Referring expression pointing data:

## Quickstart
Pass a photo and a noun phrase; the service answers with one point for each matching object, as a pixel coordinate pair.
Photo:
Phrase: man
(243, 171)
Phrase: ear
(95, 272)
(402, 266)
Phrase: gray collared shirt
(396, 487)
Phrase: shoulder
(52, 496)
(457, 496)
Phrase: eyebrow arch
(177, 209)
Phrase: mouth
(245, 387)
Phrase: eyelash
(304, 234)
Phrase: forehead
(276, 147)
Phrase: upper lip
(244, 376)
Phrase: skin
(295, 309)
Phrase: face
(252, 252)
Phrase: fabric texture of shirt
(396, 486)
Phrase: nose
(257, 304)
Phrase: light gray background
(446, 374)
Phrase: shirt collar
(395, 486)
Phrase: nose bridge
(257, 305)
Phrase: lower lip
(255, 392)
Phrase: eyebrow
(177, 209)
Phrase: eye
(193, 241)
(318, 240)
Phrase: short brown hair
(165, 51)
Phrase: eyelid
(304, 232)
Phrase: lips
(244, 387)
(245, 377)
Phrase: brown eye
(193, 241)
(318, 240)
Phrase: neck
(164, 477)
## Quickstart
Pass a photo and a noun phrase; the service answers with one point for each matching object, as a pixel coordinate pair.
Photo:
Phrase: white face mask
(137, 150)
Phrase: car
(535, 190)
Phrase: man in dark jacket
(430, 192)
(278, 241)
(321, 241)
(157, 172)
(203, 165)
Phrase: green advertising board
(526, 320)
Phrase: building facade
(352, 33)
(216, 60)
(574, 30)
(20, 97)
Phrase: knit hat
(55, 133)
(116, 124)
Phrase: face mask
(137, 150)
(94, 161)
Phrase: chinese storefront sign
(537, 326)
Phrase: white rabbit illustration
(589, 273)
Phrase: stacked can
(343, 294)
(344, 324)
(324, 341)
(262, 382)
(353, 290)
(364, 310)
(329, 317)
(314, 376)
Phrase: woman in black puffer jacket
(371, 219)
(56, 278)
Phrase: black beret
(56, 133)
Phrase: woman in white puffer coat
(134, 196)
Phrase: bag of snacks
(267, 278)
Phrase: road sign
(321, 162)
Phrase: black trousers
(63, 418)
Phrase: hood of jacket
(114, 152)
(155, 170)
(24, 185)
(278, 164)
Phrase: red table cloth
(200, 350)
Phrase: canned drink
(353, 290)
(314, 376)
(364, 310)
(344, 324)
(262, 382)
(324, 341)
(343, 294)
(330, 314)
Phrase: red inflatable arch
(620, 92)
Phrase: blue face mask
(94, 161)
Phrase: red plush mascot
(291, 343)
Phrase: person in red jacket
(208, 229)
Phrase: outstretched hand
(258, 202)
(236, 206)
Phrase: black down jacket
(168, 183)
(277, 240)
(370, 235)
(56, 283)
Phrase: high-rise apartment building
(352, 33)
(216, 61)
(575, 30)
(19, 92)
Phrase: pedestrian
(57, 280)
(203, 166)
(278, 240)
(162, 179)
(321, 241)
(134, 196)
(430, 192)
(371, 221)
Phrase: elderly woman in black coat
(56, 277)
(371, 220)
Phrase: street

**Task brief**.
All of the entries above must be quoted exactly.

**Solution**.
## Quickstart
Pass a photo and a noun phrase; the service answers with one point for each matching object, as a pixel coordinate pair.
Photo:
Phrase: man
(243, 171)
Phrase: ear
(95, 272)
(402, 266)
Phrase: gray collared shirt
(396, 487)
Phrase: shoulder
(52, 496)
(457, 496)
Phrase: eyebrow arch
(177, 209)
Phrase: mouth
(245, 387)
Phrase: eyelash
(304, 234)
Phrase: forehead
(276, 147)
Phrase: upper lip
(244, 376)
Phrase: skin
(295, 309)
Phrase: face
(252, 252)
Phrase: fabric texture of shirt
(396, 486)
Phrase: nose
(257, 304)
Phrase: light gray background
(446, 374)
Phrase: shirt collar
(395, 486)
Phrase: nose bridge
(257, 305)
Phrase: lower lip
(255, 392)
Phrase: eyebrow
(177, 209)
Phrase: eye
(193, 241)
(318, 240)
Phrase: short brown hair
(165, 51)
Phrase: eyelid
(304, 232)
Phrase: lips
(244, 387)
(245, 377)
Phrase: brown eye
(193, 241)
(318, 240)
Phrase: neck
(164, 477)
## Quickstart
Pass a photo and a noun phrase; the service answers with one point for each matching object, as a pixel coordinate pair.
Photo:
Phrase: white face mask
(137, 150)
Phrase: car
(535, 190)
Phrase: man in dark jacket
(430, 192)
(278, 241)
(321, 241)
(157, 172)
(203, 165)
Phrase: green advertising board
(526, 320)
Phrase: building facade
(352, 33)
(216, 60)
(574, 30)
(20, 97)
Phrase: knit hat
(55, 133)
(116, 124)
Phrase: face mask
(137, 150)
(94, 161)
Phrase: chinese storefront sign
(537, 326)
Phrase: white rabbit illustration
(589, 273)
Phrase: stacked can
(343, 294)
(344, 324)
(324, 341)
(262, 382)
(353, 290)
(364, 310)
(329, 317)
(314, 376)
Phrase: woman in black puffer jacket
(371, 219)
(56, 278)
Phrase: black beret
(56, 133)
Phrase: woman in white puffer coat
(134, 196)
Phrase: bag of snacks
(267, 278)
Phrase: road sign
(321, 162)
Phrase: black trousers
(63, 418)
Phrase: hood of jacket
(114, 152)
(155, 170)
(24, 185)
(278, 164)
Phrase: red table cloth
(200, 350)
Phrase: canned drink
(353, 290)
(314, 376)
(364, 310)
(344, 324)
(262, 382)
(324, 341)
(343, 294)
(330, 314)
Phrase: red inflatable arch
(620, 92)
Phrase: blue face mask
(94, 161)
Phrase: red plush mascot
(291, 343)
Phrase: person in red jacket
(208, 229)
Phrase: outstretched hand
(258, 202)
(236, 206)
Phrase: black down jacket
(168, 183)
(277, 240)
(370, 235)
(56, 283)
Phrase: high-rise apartment building
(352, 33)
(216, 61)
(575, 30)
(19, 92)
Phrase: pedestrian
(57, 280)
(203, 166)
(278, 240)
(162, 179)
(321, 241)
(134, 196)
(430, 192)
(371, 221)
Phrase: elderly woman in black coat
(56, 277)
(371, 220)
Phrase: street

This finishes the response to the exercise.